* ANWEISUNG:
Sammle alle Zeilen der Einträge unten, die das Wort „door“ enthalten.

━━ ROHDATEN ━━

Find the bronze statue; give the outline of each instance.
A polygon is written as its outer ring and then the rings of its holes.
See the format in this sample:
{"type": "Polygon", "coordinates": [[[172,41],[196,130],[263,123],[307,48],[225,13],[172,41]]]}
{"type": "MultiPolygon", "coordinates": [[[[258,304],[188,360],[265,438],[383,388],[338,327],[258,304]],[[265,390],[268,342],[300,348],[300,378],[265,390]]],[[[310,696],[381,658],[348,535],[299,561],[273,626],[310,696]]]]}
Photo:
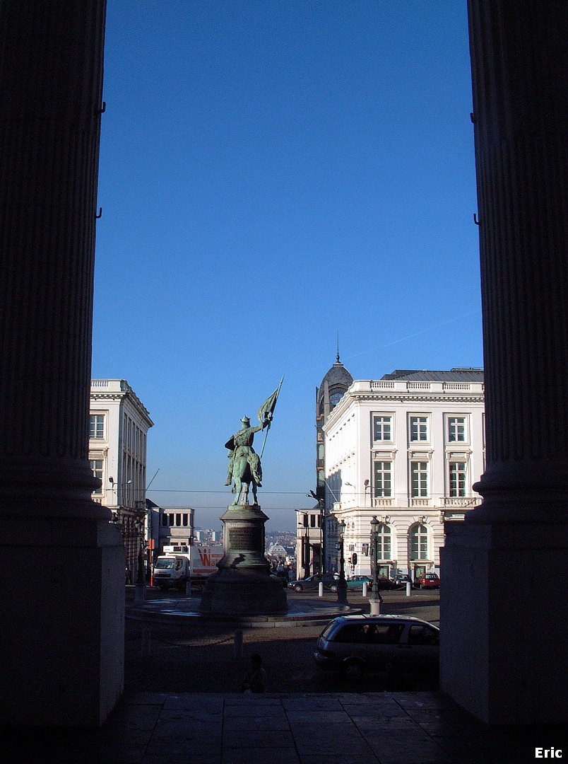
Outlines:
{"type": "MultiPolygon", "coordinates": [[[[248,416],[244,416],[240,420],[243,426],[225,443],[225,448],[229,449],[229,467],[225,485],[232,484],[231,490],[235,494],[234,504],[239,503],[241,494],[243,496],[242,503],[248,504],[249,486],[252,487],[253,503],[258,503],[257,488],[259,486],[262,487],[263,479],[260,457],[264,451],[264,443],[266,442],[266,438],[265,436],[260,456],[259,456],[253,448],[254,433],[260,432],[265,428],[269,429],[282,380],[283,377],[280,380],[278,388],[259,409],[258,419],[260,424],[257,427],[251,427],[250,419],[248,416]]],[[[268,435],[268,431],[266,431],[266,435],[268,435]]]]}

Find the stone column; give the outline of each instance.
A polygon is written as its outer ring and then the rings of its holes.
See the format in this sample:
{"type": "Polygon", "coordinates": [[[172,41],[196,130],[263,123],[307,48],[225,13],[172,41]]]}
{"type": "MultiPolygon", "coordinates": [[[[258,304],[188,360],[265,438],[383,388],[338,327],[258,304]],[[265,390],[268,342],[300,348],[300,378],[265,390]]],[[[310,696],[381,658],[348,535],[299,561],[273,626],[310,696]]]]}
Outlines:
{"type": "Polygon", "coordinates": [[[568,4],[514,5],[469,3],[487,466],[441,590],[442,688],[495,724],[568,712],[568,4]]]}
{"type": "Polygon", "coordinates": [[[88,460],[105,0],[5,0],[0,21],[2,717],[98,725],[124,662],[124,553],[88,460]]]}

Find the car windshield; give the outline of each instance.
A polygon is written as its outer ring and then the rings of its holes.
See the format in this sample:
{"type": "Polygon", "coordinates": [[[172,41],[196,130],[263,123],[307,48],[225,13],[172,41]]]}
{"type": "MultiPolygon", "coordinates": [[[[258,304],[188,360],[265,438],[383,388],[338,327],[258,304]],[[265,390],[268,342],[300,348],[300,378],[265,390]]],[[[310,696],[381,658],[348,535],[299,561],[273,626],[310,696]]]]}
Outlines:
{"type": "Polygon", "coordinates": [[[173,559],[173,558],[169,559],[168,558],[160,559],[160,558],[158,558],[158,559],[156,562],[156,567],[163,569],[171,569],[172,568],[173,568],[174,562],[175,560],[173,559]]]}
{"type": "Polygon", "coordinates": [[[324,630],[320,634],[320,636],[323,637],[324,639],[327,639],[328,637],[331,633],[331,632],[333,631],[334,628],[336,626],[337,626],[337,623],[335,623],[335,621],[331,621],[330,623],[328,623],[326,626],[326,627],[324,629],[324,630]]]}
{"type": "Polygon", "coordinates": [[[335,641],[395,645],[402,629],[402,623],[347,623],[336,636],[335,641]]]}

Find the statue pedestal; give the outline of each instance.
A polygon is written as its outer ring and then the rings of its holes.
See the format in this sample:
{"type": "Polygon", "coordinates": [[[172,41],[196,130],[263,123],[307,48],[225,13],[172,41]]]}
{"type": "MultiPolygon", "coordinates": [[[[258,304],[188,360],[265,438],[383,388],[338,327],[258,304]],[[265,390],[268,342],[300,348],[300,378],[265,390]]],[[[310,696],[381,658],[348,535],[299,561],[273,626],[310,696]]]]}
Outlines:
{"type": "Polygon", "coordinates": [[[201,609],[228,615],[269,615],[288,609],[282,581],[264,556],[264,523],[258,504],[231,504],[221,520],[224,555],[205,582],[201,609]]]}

━━━
━━ ROHDATEN ━━

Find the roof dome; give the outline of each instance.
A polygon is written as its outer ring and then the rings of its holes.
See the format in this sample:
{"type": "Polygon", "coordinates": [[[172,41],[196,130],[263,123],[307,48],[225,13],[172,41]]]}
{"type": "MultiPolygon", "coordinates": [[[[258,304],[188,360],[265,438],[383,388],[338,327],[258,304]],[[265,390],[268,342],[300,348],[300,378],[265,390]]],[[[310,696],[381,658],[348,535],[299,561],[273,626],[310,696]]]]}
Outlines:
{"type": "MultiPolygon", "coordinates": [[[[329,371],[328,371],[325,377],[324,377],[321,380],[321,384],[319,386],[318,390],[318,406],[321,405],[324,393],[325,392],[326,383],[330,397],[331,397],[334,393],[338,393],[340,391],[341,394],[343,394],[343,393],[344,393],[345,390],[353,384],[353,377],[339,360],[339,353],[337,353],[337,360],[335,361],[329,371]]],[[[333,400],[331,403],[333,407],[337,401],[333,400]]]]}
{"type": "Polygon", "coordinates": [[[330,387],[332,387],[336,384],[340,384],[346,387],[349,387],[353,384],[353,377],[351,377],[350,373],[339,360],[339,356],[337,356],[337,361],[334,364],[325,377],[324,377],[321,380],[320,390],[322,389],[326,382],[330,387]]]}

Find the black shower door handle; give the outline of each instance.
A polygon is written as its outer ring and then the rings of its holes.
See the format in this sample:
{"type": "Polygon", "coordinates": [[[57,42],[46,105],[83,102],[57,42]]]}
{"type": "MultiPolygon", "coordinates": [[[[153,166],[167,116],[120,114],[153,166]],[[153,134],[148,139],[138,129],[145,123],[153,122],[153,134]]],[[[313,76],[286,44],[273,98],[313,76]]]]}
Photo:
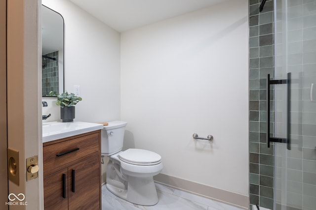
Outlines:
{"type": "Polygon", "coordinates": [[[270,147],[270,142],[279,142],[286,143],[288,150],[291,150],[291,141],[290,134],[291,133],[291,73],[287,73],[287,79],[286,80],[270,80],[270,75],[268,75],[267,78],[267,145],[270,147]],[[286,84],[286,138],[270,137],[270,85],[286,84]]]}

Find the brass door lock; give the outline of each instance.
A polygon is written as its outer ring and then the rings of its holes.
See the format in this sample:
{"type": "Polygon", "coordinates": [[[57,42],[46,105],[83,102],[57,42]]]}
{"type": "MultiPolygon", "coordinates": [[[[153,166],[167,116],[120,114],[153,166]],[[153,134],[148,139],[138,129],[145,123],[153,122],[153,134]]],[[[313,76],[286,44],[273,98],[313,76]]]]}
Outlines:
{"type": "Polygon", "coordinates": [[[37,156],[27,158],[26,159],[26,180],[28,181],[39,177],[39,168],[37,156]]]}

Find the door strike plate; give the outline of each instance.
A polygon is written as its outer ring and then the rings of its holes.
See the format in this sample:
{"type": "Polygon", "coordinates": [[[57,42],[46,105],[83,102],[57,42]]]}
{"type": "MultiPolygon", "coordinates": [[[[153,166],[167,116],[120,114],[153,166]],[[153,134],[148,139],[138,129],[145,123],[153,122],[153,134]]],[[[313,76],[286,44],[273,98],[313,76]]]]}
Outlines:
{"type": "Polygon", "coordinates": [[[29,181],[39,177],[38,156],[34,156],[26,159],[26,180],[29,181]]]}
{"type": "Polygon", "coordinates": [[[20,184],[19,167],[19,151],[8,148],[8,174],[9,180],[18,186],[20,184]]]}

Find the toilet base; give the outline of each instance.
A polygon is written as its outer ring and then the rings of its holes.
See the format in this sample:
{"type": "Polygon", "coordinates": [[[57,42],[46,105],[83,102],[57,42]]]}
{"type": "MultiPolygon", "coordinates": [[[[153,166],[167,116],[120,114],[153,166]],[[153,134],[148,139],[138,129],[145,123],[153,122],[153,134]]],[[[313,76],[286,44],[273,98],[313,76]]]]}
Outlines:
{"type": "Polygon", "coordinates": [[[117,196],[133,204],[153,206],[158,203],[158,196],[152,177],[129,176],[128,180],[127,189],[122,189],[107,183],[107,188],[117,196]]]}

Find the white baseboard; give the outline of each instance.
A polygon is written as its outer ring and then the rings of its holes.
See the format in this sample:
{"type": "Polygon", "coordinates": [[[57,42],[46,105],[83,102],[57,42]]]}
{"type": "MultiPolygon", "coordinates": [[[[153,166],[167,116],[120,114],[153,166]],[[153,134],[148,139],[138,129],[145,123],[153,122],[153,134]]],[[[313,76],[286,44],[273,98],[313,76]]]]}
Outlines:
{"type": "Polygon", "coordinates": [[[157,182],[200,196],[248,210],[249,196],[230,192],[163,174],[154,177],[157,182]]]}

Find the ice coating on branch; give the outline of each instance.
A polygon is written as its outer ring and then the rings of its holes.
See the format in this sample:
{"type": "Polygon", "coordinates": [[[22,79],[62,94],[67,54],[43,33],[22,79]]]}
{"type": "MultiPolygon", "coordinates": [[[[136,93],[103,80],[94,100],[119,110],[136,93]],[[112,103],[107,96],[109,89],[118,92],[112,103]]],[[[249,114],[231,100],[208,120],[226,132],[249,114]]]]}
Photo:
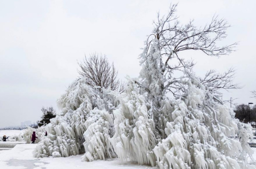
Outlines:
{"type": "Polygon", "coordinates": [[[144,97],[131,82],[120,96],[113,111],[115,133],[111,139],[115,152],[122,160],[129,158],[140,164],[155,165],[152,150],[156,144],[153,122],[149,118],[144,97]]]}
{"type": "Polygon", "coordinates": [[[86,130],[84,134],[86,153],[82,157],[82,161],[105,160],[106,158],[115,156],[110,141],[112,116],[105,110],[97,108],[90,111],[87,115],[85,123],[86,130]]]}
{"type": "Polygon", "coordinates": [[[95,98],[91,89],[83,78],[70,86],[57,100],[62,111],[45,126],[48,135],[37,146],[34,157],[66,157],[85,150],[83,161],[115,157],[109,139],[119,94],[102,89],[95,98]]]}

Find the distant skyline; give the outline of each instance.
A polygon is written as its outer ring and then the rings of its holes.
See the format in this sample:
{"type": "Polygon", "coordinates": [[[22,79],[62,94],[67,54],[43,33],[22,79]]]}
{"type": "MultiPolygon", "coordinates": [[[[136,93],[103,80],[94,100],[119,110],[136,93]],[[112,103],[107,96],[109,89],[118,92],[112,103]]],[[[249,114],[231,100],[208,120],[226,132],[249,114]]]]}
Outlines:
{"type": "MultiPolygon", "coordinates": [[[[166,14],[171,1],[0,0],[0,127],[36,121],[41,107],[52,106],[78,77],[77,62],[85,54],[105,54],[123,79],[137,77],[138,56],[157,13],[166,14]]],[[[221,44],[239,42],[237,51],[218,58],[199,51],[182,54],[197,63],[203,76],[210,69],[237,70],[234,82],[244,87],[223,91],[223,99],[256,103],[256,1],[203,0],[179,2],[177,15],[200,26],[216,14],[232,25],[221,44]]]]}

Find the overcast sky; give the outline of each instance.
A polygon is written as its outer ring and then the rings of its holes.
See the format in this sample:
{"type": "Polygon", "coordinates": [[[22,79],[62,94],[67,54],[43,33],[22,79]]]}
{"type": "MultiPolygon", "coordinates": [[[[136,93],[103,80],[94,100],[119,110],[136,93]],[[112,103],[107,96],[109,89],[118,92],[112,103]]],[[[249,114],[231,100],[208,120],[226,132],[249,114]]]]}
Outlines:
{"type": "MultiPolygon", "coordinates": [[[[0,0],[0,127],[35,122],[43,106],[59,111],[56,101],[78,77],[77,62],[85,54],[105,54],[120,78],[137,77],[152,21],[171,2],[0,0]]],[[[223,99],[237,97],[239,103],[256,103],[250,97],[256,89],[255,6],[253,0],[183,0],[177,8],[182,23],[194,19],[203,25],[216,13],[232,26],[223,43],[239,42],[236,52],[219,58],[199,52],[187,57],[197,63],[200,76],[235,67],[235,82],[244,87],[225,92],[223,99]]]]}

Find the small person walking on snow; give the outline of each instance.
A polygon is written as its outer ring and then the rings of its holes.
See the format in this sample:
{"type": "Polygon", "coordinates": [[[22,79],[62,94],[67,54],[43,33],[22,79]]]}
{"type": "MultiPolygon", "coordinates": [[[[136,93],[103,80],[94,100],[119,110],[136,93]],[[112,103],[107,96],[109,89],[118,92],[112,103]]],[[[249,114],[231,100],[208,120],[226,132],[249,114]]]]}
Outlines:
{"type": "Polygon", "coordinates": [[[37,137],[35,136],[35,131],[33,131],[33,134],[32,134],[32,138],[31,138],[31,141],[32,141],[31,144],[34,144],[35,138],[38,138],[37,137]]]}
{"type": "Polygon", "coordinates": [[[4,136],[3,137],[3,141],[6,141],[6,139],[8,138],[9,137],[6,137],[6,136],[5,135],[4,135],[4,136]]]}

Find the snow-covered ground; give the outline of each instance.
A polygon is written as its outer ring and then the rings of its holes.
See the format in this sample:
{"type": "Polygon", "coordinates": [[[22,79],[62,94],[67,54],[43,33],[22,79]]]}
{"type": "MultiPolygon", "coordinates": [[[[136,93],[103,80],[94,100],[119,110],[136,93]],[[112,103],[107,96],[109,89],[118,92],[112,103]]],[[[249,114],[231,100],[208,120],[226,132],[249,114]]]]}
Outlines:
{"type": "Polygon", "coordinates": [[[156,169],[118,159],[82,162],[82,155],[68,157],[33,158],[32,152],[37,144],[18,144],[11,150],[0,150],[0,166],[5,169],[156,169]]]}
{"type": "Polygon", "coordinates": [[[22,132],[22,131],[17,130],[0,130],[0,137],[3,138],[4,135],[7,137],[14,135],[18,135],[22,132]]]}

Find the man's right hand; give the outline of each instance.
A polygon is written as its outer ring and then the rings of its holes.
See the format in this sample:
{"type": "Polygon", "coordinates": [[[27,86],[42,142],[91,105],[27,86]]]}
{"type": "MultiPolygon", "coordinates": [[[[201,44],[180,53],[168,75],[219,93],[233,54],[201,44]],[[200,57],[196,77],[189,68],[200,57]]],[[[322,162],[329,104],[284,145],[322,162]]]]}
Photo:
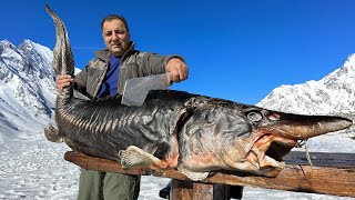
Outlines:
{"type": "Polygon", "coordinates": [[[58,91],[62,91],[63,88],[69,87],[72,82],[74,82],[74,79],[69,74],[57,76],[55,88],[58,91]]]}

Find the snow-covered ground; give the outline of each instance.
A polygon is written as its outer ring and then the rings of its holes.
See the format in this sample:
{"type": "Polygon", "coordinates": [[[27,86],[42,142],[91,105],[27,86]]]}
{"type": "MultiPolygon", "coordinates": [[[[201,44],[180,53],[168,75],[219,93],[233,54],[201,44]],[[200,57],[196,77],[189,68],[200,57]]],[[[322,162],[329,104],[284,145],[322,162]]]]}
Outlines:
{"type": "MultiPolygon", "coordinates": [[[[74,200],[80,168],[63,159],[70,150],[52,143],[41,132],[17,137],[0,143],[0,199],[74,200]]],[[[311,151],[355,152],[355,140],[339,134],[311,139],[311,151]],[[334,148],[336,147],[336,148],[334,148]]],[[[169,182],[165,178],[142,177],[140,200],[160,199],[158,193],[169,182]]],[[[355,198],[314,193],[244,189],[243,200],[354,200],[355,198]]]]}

━━━

* ANTWORT:
Find the black shower door handle; give the outline of each instance.
Find the brass door lock; give the outline of each instance.
Find the door strike plate; give the outline of each instance.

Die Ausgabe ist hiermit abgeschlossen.